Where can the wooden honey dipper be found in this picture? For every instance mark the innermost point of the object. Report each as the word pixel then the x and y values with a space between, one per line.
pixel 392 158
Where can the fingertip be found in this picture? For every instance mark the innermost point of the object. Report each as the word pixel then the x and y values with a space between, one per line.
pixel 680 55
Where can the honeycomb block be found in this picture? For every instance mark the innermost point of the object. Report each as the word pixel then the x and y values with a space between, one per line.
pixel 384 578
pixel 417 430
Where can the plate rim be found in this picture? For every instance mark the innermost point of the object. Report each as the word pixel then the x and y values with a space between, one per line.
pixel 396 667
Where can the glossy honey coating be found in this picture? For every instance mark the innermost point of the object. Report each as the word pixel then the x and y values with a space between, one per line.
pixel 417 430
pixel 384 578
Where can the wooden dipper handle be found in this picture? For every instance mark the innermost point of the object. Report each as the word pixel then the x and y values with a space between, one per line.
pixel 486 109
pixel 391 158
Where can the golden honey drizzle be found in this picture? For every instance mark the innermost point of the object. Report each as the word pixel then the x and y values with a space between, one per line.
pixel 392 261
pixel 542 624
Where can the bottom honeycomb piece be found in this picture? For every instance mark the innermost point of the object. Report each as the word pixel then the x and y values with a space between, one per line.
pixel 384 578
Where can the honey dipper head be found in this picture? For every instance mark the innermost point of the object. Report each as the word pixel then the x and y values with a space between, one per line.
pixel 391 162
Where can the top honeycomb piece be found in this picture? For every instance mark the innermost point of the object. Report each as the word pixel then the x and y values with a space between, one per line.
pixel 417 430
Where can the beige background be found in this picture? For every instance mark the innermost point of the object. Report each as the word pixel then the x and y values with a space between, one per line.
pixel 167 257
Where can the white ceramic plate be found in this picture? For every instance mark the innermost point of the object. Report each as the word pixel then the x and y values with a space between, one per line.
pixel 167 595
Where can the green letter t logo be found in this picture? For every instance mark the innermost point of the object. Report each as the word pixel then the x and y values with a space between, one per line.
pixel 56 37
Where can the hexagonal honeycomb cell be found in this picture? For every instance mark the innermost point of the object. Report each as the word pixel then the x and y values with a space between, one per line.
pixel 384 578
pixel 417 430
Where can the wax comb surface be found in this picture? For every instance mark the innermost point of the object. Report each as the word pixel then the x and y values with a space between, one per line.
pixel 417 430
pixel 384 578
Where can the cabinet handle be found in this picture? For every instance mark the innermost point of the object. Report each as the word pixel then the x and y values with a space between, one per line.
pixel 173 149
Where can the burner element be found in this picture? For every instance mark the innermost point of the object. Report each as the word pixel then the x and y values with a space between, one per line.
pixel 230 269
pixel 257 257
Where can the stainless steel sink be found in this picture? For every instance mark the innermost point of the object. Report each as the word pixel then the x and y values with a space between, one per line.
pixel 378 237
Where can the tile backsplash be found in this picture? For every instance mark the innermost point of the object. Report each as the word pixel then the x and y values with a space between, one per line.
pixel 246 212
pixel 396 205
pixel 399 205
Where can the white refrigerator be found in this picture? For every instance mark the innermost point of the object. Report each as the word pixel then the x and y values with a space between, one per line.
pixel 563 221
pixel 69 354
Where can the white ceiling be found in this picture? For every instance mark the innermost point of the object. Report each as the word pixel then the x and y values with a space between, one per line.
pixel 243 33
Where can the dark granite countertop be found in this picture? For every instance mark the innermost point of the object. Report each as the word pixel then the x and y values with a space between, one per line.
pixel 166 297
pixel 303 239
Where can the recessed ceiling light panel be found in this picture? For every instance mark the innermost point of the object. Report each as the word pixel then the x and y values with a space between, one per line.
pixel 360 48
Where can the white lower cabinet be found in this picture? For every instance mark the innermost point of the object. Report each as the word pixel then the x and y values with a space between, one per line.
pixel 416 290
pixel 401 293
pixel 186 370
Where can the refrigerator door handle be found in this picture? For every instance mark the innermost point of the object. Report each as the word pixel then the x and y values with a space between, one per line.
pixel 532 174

Exercise goal:
Render all the material above as a JSON list of strings, one string per line, leaving out blank lines.

Correct response:
[
  "Where can the wooden honey dipper be found in this picture? For every instance mark the innermost point of the object. Report each as the word pixel then the x and y values with a space between, one per line.",
  "pixel 392 158",
  "Where can the fingertip be found in this picture? For every instance mark the innermost point of the object. Report each as the word pixel then the x and y values with a space between, one per line.",
  "pixel 680 55",
  "Where can the honeycomb block be found in this picture? For every instance mark the innermost point of the object. Report each as the word pixel then the x and y values with a space between, one per line.",
  "pixel 384 578",
  "pixel 417 430",
  "Where can the plate rim be found in this picture? For every instance mark the innermost point of the object. Report each as the word pixel then the x and y values with a space between, one per line.",
  "pixel 396 667",
  "Where can the glossy honey coating be found in this picture? For every instance mark the innermost point of the object. Report each as the word pixel then the x and y values with a space between, one per line.",
  "pixel 417 430",
  "pixel 384 578",
  "Where can the wooden dipper handle be found in this picture? For every instance mark the innermost point of the object. Report each as the word pixel then the x and y values with a space between, one per line.",
  "pixel 486 109",
  "pixel 391 158",
  "Where can the golden honey drizzle be found in this picture? For every instance mark the innermost point of the object. Report each as the word pixel then the x and y values with a space between, one per line.",
  "pixel 392 261",
  "pixel 542 624",
  "Where can the bottom honeycomb piece be found in this picture? For every instance mark the innermost point of the object. Report each as the word pixel then the x and y values with a space between, one per line.",
  "pixel 384 578",
  "Where can the honey dipper head be found in this picture? For every instance mark the innermost point of the object. Report each as the word pixel then the x and y values with a space between, one per line.",
  "pixel 391 162",
  "Where can the top honeycomb piece be found in this picture? For every instance mark the innermost point of the object. Report each as the word pixel then the x and y values with a space between, one per line.",
  "pixel 417 430",
  "Where can the beige background be found in this picture? For every instance mark the innermost point of the object. Report each as the word pixel then the x and y values with a space between, one per line.",
  "pixel 167 257",
  "Where can the white ceramic plate be found in this picture? For every instance mark the innermost point of the object. Report each as the word pixel then the x and y values with a space between, one per line.",
  "pixel 167 595",
  "Where can the green letter t logo be found in this picture? For every instance mark the innermost point of the object. Report each as the word pixel then the x and y values with a space between, one per line.",
  "pixel 56 37",
  "Where can the hexagonal honeycomb cell be found in this picture? For every instance mark the innermost point of the object. Report each as the word pixel then the x and y values with a space between, one per line.",
  "pixel 384 578",
  "pixel 417 430",
  "Where can the wax comb surface be found in this picture? For every instance mark the innermost point of the object. Report each as the word pixel then the x and y values with a space between, one per line.",
  "pixel 417 430",
  "pixel 384 578",
  "Where can the cabinet handle be found in this picture? For every instance mark the innermost point of the object. Report each as the word pixel then the x and y values with a space between, one per line.",
  "pixel 173 149",
  "Where can the burner element be found in this picture? For every instance mark the innermost point of the object. Report each as the word pixel then the x and y values with a space between, one per line.",
  "pixel 230 269",
  "pixel 257 257",
  "Where can the stainless steel sink be found in this picture? For every instance mark the innermost point of the object. Report each as the word pixel then the x and y values with a space between, one per line.",
  "pixel 378 237",
  "Where can the tile backsplash be found in this picture? For every instance mark the innermost point of the object. Report each as the word pixel then the x and y values with a space between, one per line.",
  "pixel 246 212",
  "pixel 396 205",
  "pixel 399 205",
  "Where can the white refrigerator be found in this picture? For every instance mark the innermost point of the object. Report each as the word pixel then the x and y values with a space between, one per line.",
  "pixel 563 221",
  "pixel 69 354",
  "Where can the white ceiling be found in this picture? For every instance mark the innermost point of the object. Report each as the word pixel then the x and y values with a space between, one per line.",
  "pixel 243 33",
  "Where can the dark granite countertop be found in this picture? For every instance mark the innermost point of the object. Report each as the word pixel then the x and y values with a space between, one per line.",
  "pixel 166 297",
  "pixel 303 239",
  "Where can the recessed ceiling light panel be found in this picture? For every instance mark the innermost point of the object. Report each as the word pixel then the x and y values with a space between, one per line.",
  "pixel 360 48",
  "Where can the white lower cabinet be found in this picture? For every instance mark the innermost point of the object. Report each as the word pixel then the x and y values with a space between, one per line.",
  "pixel 416 290",
  "pixel 401 293",
  "pixel 186 370",
  "Where can the refrigerator door handle be found in this picture? For every instance mark the innermost point of the object. Report each as the word pixel then the x and y values with a space between, one per line.",
  "pixel 532 174"
]